→ Directions: Identify every line in the listing that contains the string "positive", and copy each such line in full. Matching is case-sensitive.

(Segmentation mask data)

__________

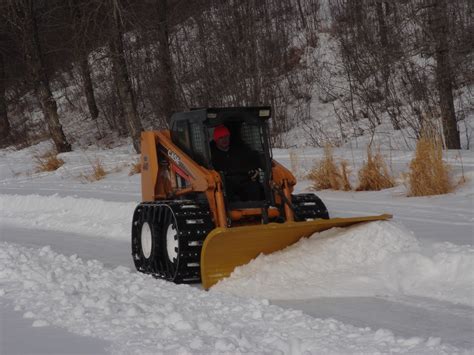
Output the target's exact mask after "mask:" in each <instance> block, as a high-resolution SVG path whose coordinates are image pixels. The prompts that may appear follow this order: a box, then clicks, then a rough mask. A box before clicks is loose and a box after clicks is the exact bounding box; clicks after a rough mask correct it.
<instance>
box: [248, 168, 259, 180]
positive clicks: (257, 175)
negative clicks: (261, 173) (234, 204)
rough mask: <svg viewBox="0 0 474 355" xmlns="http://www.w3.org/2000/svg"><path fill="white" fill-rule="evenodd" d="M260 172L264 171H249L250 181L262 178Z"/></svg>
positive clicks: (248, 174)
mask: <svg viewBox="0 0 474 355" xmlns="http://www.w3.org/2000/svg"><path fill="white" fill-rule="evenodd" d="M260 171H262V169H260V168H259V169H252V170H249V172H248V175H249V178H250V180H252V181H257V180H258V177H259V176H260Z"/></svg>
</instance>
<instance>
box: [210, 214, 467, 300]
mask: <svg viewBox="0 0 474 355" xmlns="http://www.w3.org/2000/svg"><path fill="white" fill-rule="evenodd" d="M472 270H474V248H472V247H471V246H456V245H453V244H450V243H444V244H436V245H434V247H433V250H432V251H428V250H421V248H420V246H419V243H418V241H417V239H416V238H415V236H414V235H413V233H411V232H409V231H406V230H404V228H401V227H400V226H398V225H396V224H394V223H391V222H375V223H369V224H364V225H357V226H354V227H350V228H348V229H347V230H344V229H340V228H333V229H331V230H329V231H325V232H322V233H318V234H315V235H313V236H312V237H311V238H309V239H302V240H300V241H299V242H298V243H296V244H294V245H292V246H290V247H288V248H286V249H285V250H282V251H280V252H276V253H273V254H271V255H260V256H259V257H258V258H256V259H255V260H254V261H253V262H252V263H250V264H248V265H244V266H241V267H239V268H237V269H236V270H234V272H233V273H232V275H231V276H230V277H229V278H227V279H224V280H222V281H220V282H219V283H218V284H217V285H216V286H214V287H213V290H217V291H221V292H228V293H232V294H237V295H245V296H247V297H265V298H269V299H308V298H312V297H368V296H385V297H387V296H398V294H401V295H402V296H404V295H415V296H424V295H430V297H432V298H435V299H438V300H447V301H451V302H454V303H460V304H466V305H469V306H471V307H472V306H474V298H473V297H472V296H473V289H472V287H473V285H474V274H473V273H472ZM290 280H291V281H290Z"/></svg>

__________

→ Exercise result:
positive clicks: (257, 175)
positive clicks: (248, 174)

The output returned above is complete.